Assignment
Scan the records for the string "below", then copy each line that has it.

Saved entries
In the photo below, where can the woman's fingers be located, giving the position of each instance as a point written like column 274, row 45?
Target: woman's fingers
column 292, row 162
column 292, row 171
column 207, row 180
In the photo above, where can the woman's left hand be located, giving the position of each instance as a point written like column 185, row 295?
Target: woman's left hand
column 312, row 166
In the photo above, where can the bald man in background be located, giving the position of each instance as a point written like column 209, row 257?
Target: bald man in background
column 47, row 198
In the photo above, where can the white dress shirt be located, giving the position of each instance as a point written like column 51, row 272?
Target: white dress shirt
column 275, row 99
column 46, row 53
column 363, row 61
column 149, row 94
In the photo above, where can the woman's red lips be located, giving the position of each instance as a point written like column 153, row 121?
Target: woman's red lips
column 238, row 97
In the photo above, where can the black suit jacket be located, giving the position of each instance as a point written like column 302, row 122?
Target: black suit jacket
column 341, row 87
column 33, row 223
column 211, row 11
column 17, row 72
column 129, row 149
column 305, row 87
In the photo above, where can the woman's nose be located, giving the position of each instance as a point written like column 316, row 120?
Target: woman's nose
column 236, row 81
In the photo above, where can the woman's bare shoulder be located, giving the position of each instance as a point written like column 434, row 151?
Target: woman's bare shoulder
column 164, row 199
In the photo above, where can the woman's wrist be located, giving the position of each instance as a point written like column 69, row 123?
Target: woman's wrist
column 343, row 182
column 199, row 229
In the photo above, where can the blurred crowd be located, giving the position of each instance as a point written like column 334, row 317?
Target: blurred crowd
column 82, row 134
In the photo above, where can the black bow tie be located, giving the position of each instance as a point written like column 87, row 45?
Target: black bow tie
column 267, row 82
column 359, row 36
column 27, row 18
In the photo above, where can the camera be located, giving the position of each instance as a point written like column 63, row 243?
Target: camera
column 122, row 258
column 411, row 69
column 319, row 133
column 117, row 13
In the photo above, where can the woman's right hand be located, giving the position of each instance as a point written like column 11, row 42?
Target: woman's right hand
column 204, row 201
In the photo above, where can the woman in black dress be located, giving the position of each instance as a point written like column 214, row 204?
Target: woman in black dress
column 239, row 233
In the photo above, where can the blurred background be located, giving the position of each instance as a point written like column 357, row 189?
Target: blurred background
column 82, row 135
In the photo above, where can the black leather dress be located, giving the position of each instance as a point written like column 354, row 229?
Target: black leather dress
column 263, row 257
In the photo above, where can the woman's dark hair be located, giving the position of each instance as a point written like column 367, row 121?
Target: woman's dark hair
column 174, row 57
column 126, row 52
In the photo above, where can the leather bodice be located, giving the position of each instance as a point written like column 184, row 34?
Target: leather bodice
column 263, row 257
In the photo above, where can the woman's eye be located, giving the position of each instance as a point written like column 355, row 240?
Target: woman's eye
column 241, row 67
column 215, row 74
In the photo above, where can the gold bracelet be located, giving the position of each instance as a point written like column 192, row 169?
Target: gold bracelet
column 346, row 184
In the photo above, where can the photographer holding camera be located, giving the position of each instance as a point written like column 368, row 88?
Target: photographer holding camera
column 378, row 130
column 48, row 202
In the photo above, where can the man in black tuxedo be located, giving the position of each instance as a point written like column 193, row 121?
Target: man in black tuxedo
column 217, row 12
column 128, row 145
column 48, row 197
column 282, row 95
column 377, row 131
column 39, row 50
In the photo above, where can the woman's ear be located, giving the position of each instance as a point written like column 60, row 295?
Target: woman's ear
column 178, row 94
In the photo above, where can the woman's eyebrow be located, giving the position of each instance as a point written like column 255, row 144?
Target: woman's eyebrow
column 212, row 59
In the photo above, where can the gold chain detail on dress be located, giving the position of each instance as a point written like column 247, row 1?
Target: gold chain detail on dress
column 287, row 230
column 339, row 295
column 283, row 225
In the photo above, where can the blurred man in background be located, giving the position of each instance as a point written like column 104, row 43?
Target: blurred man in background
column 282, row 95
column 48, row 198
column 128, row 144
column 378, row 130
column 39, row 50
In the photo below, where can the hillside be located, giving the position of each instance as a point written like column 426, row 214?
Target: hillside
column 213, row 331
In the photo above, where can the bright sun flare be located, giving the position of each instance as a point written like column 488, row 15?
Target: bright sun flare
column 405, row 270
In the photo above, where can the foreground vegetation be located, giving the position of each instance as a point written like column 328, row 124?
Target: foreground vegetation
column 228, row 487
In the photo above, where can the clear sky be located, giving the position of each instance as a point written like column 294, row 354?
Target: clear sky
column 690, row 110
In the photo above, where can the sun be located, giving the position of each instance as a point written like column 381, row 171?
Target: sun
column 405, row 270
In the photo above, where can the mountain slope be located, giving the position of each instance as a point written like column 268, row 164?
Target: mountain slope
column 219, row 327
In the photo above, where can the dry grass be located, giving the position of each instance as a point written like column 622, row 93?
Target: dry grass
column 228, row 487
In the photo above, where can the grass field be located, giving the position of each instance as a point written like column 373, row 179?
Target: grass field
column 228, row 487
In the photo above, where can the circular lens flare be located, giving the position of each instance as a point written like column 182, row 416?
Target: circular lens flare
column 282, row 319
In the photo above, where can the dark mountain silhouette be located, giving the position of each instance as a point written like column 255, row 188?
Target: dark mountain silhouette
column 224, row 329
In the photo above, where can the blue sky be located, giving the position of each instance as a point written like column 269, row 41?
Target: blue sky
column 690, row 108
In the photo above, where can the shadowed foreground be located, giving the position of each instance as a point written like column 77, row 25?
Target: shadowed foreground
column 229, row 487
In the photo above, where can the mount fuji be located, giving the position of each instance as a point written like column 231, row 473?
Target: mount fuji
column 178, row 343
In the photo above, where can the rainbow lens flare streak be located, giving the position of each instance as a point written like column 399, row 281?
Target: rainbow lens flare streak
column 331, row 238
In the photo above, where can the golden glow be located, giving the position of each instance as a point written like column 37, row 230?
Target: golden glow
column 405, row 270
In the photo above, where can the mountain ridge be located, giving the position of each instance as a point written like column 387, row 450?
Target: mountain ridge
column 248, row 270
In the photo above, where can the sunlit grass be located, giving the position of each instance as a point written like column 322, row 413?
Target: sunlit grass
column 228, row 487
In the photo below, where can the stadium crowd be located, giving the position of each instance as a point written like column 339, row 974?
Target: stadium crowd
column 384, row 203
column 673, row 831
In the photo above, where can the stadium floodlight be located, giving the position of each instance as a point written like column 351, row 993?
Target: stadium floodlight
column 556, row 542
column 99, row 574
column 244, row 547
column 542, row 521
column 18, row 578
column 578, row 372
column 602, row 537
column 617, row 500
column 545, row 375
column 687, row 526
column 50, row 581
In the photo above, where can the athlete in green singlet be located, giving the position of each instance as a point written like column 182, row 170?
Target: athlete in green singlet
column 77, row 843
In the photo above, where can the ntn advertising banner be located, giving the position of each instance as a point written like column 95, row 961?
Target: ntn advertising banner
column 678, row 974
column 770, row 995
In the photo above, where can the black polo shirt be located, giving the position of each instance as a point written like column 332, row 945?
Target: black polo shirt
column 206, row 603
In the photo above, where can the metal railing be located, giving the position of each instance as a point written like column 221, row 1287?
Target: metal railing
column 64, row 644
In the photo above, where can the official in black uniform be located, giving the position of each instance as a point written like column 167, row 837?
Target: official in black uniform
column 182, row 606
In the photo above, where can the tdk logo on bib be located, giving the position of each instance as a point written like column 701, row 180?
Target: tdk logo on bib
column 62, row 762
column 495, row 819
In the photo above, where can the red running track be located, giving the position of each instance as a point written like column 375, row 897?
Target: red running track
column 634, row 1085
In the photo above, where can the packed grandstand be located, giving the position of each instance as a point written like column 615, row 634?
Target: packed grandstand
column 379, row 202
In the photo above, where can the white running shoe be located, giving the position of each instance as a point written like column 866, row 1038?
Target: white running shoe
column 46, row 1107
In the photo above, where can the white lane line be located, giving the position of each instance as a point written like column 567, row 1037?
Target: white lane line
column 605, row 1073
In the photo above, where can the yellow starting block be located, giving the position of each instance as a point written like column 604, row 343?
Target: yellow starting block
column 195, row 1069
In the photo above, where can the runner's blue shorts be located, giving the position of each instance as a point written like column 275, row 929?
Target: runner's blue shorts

Reply to the task
In the photo below, where can the woman's fingers be located, giving the position of each instance as a point written like column 274, row 45?
In the photo below, where can the hillside be located, giving the position of each instance as a point written like column 426, row 214?
In the photo below, where can the stadium crowd be located, giving the position of each instance as a point written like column 339, row 974?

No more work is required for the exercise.